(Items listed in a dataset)
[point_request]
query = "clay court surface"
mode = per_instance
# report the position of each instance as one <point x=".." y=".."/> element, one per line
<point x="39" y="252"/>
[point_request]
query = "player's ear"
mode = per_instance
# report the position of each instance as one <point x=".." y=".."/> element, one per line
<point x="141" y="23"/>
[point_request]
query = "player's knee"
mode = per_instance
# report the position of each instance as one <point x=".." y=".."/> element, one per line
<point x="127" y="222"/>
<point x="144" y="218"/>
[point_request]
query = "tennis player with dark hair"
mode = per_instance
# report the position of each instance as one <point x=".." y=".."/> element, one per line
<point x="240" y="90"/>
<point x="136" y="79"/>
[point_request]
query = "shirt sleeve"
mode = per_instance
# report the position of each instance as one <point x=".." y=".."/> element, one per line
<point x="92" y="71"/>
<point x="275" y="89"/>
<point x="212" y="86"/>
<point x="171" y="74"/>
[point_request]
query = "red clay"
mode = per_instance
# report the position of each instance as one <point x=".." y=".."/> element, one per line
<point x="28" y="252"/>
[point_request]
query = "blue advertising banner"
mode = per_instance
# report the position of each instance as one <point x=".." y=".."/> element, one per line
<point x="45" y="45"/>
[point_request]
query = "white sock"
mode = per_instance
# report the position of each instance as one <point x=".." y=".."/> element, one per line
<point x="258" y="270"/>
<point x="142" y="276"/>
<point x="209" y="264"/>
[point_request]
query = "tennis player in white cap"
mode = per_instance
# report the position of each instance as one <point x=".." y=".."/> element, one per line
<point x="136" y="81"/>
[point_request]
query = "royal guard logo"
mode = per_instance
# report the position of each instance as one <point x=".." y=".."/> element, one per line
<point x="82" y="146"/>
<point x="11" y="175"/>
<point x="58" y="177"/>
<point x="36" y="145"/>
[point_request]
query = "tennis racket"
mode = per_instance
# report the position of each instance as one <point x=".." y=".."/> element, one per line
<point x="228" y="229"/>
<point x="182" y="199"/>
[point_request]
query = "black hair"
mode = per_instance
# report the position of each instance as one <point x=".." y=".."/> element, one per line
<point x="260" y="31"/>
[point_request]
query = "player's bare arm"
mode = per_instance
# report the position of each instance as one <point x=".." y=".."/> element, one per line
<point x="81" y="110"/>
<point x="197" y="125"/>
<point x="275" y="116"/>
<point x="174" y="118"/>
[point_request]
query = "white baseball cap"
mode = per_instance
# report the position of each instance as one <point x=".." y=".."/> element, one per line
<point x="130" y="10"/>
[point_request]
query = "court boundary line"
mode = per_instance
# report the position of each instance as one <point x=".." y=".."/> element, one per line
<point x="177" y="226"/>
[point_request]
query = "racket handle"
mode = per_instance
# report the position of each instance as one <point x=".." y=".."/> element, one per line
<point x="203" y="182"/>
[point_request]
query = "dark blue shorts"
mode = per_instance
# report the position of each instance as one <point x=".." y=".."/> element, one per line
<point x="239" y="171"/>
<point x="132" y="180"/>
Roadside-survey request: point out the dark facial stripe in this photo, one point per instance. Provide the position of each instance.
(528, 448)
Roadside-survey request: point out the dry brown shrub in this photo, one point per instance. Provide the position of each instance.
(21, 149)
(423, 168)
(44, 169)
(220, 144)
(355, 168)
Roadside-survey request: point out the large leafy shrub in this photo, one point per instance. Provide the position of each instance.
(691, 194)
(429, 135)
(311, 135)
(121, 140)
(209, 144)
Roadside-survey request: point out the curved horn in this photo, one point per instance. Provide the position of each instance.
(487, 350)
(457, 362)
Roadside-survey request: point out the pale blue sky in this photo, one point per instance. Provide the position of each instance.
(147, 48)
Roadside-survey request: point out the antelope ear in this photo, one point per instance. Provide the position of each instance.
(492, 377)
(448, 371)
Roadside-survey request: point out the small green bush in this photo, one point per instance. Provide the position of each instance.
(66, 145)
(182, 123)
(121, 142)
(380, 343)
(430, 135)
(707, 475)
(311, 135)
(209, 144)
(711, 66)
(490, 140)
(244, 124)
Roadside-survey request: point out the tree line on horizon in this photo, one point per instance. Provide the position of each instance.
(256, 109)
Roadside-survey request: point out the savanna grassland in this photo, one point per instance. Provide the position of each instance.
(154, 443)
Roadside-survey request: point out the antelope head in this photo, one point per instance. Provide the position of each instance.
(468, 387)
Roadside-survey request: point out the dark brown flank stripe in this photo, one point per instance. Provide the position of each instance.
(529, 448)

Your goal:
In the entries above, find each line with the word "tennis" and show it.

Task answer:
query = "tennis player with dark hair"
query = "tennis player in white cap"
query = "tennis racket"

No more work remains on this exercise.